Selected extract:

# Select :-)



## wayman (Dec 25, 2007)

Well, the Online Mall points may be a bit of a struggle, but the train travel points post like clockwork... and travel from the 12th just posted taking me into Selectland!

Thanks for the tip about how to pick up the extra 2,500 points (on top of the 25 point automatic bonus)


----------



## VentureForth (Dec 27, 2007)

You have FOUR DAYS to spend $2500 on rail travel to get Select Plus. YOU CAN DO IT!!


----------



## Trogdor (Dec 27, 2007)

Doesn't have to be $2500. Three round-trip in Acela First Class (DC to NY, or NY to BOS), plus a business class one way between same, and you'll make it. That probably won't amount to $2500.


----------



## PRR 60 (Dec 27, 2007)

rmadisonwi said:


> Doesn't have to be $2500. Three round-trip in Acela First Class (DC to NY, or NY to BOS), plus a business class one way between same, and you'll make it. That probably won't amount to $2500.


I'm not trying to be difficult, but what is the incentive for an infrequent traveller to spend $1200 or more on Acela "points runs" to make Select Plus? The 50% points bonus? Lounge access? Luggage tags? If you travel a lot, as some NEC commuters do, then Select Plus would be meaningful. But a frequent Amtrak traveller would earn S+ anyway. If you travel just ten or twelve times a year, I do not see how the S or S+ benefits are worth spending any serious money just to obtain.
Compared to airline programs which offer elites generous upgrades, prefered coach seating, early boarding, and dedicated reservation lines, Amtrak's rather meager elite benefits simply do not seem worth the high cost of qualifying. If I was close to qualifying, then maybe I would take one nonsense trip just to hit the threshold. But, as a rail fan, I would prefer to take the $1200 I would have to spend riding up and down the corridor on Acela to go from Select to Select Plus and spend it instead on a long distance trip in a Sleeper. That would be worth more to me than S+.

That's my opinion. Others may be different.


----------



## The Metropolitan (Dec 27, 2007)

PRR 60 said:


> I'm not trying to be difficult, but what is the incentive for an infrequent traveller to spend $1200 or more on Acela "points runs" to make Select Plus? The 50% points bonus? Lounge access? Luggage tags? If you travel a lot, as some NEC commuters do, then Select Plus would be meaningful. But a frequent Amtrak traveller would earn S+ anyway. If you travel just ten or twelve times a year, I do not see how the S or S+ benefits are worth spending any serious money just to obtain.
> Compared to airline programs which offer elites generous upgrades, prefered coach seating, early boarding, and dedicated reservation lines, Amtrak's rather meager elite benefits simply do not seem worth the high cost of qualifying. If I was close to qualifying, then maybe I would take one nonsense trip just to hit the threshold. But, as a rail fan, I would prefer to take the $1200 I would have to spend riding up and down the corridor on Acela to go from Select to Select Plus and spend it instead on a long distance trip in a Sleeper. That would be worth more to me than S+.
> 
> That's my opinion. Others may be different.


I actually have to agree with you in many respects, as I personally don't see the significant plusses in S+ over Select, especially if a great deal of effort is needed to reach it.

Extracted data:

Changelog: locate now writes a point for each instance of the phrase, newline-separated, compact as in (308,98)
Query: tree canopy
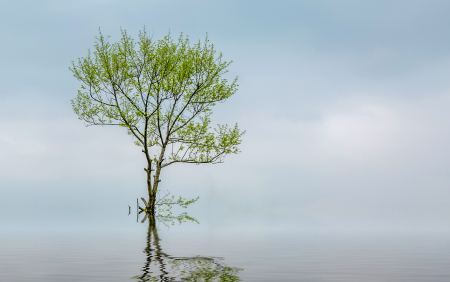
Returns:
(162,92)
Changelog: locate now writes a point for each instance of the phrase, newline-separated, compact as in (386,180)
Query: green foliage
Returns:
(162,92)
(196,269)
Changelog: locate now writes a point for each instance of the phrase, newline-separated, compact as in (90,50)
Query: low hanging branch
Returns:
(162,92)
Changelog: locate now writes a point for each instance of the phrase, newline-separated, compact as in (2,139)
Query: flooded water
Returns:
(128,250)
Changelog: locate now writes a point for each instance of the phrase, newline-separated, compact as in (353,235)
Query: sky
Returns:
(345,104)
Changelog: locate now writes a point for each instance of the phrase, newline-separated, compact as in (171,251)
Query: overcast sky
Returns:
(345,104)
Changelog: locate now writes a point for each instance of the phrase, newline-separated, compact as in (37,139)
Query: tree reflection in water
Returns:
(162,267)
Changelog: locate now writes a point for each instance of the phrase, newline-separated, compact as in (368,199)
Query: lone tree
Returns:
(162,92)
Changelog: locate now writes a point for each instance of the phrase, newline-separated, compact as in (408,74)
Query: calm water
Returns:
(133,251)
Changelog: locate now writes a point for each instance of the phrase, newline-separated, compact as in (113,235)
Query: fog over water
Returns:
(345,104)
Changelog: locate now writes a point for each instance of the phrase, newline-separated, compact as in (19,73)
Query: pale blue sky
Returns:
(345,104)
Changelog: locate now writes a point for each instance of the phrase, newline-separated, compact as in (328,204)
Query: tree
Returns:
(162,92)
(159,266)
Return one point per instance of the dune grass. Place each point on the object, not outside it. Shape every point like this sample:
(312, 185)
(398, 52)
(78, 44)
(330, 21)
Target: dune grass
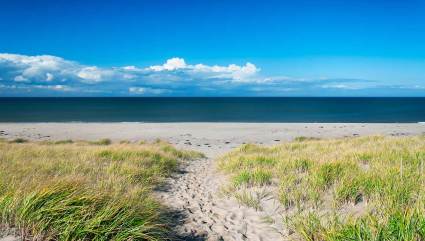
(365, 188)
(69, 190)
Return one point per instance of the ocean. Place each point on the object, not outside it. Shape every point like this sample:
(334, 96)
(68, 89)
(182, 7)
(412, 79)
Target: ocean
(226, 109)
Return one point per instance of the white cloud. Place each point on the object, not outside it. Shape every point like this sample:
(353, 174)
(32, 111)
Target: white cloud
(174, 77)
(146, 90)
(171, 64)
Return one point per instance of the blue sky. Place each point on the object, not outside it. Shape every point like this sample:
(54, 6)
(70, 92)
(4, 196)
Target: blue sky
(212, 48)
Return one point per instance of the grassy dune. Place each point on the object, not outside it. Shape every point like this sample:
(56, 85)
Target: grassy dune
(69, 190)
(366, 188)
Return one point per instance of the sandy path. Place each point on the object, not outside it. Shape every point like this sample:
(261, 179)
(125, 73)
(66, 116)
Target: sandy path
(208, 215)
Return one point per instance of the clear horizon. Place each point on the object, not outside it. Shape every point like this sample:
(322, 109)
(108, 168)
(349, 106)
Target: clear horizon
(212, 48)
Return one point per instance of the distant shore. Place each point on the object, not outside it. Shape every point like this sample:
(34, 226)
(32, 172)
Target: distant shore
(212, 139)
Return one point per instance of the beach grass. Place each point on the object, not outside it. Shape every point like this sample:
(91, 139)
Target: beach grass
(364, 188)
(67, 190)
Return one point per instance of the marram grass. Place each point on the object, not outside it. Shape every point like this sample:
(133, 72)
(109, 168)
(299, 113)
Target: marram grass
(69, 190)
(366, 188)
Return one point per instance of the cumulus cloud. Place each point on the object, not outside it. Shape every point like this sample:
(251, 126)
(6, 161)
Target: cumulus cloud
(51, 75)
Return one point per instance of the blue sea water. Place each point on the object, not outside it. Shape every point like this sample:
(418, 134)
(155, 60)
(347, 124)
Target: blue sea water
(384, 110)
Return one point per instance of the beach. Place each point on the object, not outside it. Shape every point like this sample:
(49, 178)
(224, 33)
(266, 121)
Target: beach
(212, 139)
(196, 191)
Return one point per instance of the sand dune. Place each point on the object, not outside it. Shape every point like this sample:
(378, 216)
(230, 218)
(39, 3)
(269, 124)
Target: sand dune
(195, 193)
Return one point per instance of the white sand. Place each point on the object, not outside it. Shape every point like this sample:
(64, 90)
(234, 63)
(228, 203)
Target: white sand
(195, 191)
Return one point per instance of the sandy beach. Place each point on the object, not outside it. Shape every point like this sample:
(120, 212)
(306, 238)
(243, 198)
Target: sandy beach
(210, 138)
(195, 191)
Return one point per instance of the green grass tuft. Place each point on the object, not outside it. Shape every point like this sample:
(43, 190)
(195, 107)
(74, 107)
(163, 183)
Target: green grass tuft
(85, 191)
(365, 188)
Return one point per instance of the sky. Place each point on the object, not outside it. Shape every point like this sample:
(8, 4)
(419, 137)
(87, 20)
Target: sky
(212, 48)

To do:
1 > Rewrite the Amtrak Select thread from "Thanks for the" to "CAN DO IT!!", swapping "rail travel" for "Acela trips".
2 > In the Amtrak Select thread, how large is the automatic bonus mentioned alongside the extra 2,500 points?
3 > According to the Amtrak Select thread, why would PRR 60 rather not spend around $1200 on Acela runs to move from Select to Select Plus?
You won't need the rows for any of this.

Exercise solutions:
1 >
Thanks for the tip about how to pick up the extra 2,500 points (on top of the 25 point automatic bonus)


----------



## VentureForth (Dec 27, 2007)

You have FOUR DAYS to spend $2500 on Acela trips to get Select Plus. YOU CAN DO IT!!

2 > 25 points.

3 > PRR 60 finds Amtrak's elite benefits meager next to airline programs and not worth the high cost of qualifying. As a rail fan, PRR 60 would rather spend that money on a long distance trip in a Sleeper, which would be worth more to them than S+.